BEGIN Dataset extract

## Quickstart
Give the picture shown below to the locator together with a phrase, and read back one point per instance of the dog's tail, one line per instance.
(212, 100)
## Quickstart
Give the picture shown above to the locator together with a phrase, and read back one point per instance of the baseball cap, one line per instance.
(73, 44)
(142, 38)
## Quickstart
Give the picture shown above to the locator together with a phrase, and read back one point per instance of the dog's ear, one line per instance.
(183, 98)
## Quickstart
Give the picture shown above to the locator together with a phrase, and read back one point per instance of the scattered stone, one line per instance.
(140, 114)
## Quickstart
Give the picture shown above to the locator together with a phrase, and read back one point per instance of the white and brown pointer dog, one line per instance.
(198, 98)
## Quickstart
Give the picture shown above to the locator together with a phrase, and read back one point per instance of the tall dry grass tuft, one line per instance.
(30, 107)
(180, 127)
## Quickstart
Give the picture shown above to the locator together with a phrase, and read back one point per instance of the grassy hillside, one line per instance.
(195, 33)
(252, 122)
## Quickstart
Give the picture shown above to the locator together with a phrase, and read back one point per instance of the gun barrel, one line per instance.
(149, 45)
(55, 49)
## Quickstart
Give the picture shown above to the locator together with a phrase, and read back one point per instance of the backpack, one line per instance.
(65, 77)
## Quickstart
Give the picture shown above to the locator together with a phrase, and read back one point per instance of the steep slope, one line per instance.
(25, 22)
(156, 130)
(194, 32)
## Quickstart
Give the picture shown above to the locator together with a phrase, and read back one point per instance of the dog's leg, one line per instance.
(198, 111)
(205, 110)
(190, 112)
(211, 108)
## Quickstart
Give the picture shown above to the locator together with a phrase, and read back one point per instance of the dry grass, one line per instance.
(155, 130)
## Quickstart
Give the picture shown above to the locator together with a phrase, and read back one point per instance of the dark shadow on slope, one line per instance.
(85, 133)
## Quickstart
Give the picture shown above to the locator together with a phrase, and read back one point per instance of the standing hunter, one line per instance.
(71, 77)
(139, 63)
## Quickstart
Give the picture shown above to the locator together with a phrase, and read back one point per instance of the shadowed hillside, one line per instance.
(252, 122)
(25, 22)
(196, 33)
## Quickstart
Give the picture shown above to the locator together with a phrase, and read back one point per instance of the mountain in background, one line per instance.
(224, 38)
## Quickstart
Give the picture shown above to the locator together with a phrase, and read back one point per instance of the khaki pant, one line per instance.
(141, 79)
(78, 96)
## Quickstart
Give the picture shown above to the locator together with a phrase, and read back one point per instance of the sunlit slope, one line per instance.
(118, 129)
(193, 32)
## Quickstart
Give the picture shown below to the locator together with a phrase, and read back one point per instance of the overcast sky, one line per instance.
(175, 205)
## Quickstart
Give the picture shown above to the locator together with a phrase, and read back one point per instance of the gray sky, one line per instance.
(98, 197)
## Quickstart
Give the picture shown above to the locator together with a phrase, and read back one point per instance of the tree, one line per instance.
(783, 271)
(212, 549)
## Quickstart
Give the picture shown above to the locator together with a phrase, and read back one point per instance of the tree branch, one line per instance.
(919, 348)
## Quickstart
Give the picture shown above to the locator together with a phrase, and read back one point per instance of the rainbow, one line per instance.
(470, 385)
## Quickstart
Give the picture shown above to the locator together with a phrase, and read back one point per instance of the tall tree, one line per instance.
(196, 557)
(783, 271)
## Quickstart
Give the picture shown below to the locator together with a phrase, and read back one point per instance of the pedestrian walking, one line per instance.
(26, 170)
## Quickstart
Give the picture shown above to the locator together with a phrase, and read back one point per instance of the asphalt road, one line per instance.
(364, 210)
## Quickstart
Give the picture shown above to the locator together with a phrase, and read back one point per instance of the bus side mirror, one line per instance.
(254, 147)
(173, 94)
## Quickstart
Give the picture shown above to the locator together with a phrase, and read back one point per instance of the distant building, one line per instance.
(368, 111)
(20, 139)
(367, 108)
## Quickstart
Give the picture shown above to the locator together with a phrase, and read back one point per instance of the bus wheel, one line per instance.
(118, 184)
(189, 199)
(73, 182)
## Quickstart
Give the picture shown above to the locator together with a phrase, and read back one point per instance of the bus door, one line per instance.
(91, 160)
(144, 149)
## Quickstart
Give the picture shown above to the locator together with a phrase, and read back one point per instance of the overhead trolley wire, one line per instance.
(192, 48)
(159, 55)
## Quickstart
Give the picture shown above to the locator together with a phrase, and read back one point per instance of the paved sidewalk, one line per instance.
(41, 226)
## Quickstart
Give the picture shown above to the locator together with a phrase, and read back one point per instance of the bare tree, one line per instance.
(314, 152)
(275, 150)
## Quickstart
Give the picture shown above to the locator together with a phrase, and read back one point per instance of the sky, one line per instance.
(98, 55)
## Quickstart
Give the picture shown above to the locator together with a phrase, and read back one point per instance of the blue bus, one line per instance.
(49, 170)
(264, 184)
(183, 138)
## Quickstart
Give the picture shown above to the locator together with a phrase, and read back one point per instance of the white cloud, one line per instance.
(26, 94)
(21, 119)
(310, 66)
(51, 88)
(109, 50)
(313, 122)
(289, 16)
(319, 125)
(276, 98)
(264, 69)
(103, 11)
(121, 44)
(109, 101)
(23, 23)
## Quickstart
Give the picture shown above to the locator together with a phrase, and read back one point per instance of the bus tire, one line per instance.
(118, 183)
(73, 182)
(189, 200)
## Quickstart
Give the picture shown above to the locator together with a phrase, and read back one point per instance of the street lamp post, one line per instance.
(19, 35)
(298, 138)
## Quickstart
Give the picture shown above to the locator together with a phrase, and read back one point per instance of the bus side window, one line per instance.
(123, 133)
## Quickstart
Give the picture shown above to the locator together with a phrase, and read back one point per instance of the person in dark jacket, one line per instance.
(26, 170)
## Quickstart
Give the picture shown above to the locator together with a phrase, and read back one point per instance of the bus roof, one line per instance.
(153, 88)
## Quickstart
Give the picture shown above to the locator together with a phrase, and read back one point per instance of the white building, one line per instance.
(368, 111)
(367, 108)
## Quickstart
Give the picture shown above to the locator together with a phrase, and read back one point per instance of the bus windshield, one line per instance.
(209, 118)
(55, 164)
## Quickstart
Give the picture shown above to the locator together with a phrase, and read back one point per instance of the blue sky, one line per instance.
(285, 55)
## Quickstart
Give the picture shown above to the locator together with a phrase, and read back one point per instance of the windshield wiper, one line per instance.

END Dataset extract

Copy each line of the data exactly, leaving nothing out.

## Quickstart
Give the picture shown below to the locator together with a phrase, and read back one point per instance of the dog's tail, one line per instance.
(212, 100)
## Quickstart
Give the picture shown above to the locator together with a phrase, and read back one point per instance of the baseball cap, one line per instance.
(73, 44)
(142, 38)
## Quickstart
Give the picture shown above to the locator together with a phrase, and read back one point per instance of the dog's ear, one line per instance.
(183, 98)
## Quickstart
Give the picture shown above to the locator together with a phrase, and read back one point per instance of the scattered stone, one line per instance.
(140, 114)
## Quickstart
Give the picture shown above to the locator together with a phrase, and read back one point per instance of the white and brown pointer dog, one line per instance.
(198, 98)
## Quickstart
Give the picture shown above to the locator together with a phrase, and read back one point per instance of the tall dry grass tuft, one line per instance.
(30, 107)
(180, 127)
## Quickstart
Give the picture shown above to the locator together with a phrase, and read back one point per instance of the grassy hillside, one line per instance.
(195, 33)
(252, 122)
## Quickstart
Give the picture shown above to the locator together with a phrase, and read back one point per instance of the gun barrel, one line per instance.
(149, 45)
(55, 49)
## Quickstart
Give the picture shown above to the locator together with a phrase, and read back one point per instance of the backpack, one line per instance.
(65, 77)
## Quickstart
Give the picture shown above to the locator together with a phrase, and read back one point per instance of the steep slope, one line per instance.
(25, 22)
(156, 130)
(194, 32)
## Quickstart
Give the picture shown above to the locator together with a phrase, and read back one point per instance of the dog's leg, one line per instance.
(198, 111)
(205, 110)
(190, 112)
(211, 108)
## Quickstart
Give the picture shown above to the locator together with a phrase, and read back one point per instance of the dry grass, one line per instance.
(155, 130)
## Quickstart
Give the picture shown above to the locator together with a phrase, and read back one point per instance of the dark shadow on slope, one line per instance.
(85, 133)
## Quickstart
Give the picture shown above to the locator together with a phrase, and read back one point per instance of the standing hunter, one line per instance.
(71, 77)
(139, 63)
## Quickstart
Give the picture shown above to the locator together with a phrase, and read back one point per instance of the shadowed hillside, one line per instance.
(252, 122)
(25, 22)
(196, 33)
## Quickstart
Give the picture shown above to the locator together with a phrase, and read back one point per instance of the mountain in background, one line per instance.
(224, 38)
## Quickstart
Give the picture shown above to the locator together with a phrase, and read back one point per instance of the khaki pant, one line per instance.
(141, 79)
(78, 96)
## Quickstart
Give the picture shown above to the locator together with a phrase, and read back one point per instance of the sunlit slope, one line per instance.
(118, 129)
(193, 32)
## Quickstart
Give the picture shown below to the locator together with a phrase, and read back one point per instance of the overcast sky, one line per instance.
(175, 205)
## Quickstart
Give the picture shown above to the locator together with a phrase, and read back one point per instance of the gray sky, one line per instance.
(98, 197)
## Quickstart
Give the picture shown above to the locator together with a phrase, and read back one point per instance of the tree, one line per instance.
(783, 271)
(212, 549)
## Quickstart
Give the picture shown above to the locator together with a phrase, and read back one point per instance of the tree branch, one line per instance.
(919, 348)
## Quickstart
Give the picture shown above to the locator together with a phrase, and read back one point per instance of the rainbow, one line per instance.
(470, 385)
## Quickstart
Give the picture shown above to the locator together with a phrase, and read back one point per instance of the tall tree, one line per instance.
(196, 557)
(783, 271)
## Quickstart
Give the picture shown below to the locator together with a phrase, and read back one point per instance of the pedestrian walking, one line per instance.
(26, 170)
## Quickstart
Give the picture shown above to the locator together with a phrase, and read back one point per instance of the asphalt road, one line per instance.
(364, 210)
## Quickstart
Give the picture shown above to the locator together with a phrase, and read back one point per instance of the bus side mirror, one line per instance.
(254, 147)
(173, 94)
## Quickstart
Give the picture shown above to the locator together with a phrase, and read back one point per instance of the distant building, one line per instance.
(368, 111)
(20, 139)
(367, 108)
## Quickstart
Give the picture shown above to the locator together with a phrase, and read back one point per instance of the bus wheel, one line per instance.
(118, 184)
(189, 199)
(73, 182)
## Quickstart
Give the picture shown above to the locator together with a phrase, and read back one point per instance of the bus door, one line per instance.
(91, 160)
(144, 149)
## Quickstart
Give the picture shown above to the locator together with a phrase, and read back one point per instance of the overhead trolley wire, one line per instance.
(192, 48)
(159, 55)
## Quickstart
Give the picture shown above to the locator together with a phrase, and read back one point per instance of the paved sidewalk, one line per instance.
(41, 226)
## Quickstart
Give the picture shown above to the locator together with a phrase, and read back one point per instance of the bare tree, one line per instance.
(314, 152)
(275, 150)
## Quickstart
Give the picture shown above to the locator together with a phrase, and read back one point per instance of the sky, one line per instance.
(98, 55)
## Quickstart
Give the picture shown above to the locator together with a phrase, and read back one point per instance of the blue bus, one line per instance.
(49, 170)
(264, 184)
(183, 138)
## Quickstart
Give the picture shown above to the locator together with a phrase, and read back one point per instance of the white cloud, one line per instance.
(26, 94)
(21, 119)
(310, 66)
(51, 88)
(109, 50)
(313, 122)
(289, 16)
(319, 125)
(276, 98)
(264, 69)
(103, 11)
(121, 44)
(109, 101)
(23, 23)
## Quickstart
Give the picture shown above to the locator together with a phrase, and read back one point per instance of the bus tire, one line per instance.
(118, 183)
(73, 182)
(189, 200)
## Quickstart
Give the picture shown above to the locator together with a phrase, and read back one point per instance of the street lamp post, one line per instance.
(19, 35)
(298, 138)
## Quickstart
Give the picture shown above to the locator together with a phrase, and read back one point per instance of the bus side window, one line per instance.
(123, 133)
## Quickstart
Give the picture shown above to the locator together with a phrase, and read back one point per instance of the person in dark jacket, one line per instance.
(26, 170)
## Quickstart
Give the picture shown above to the locator together with a phrase, and read back one point per instance of the bus roof, one line per instance.
(153, 88)
## Quickstart
Give the picture shown above to the locator together with a phrase, and read back one point per instance of the white building, one line per instance.
(368, 111)
(367, 108)
## Quickstart
Give the picture shown above to the locator together with a phrase, and read back one point per instance of the bus windshield, one line per instance.
(209, 118)
(55, 164)
## Quickstart
Give the picture shown above to the locator together with a phrase, and read back one point per instance of the blue sky, one line per instance.
(285, 55)
## Quickstart
Give the picture shown above to the locator together with a phrase, and read back one point per instance of the windshield wiper, one line per instance.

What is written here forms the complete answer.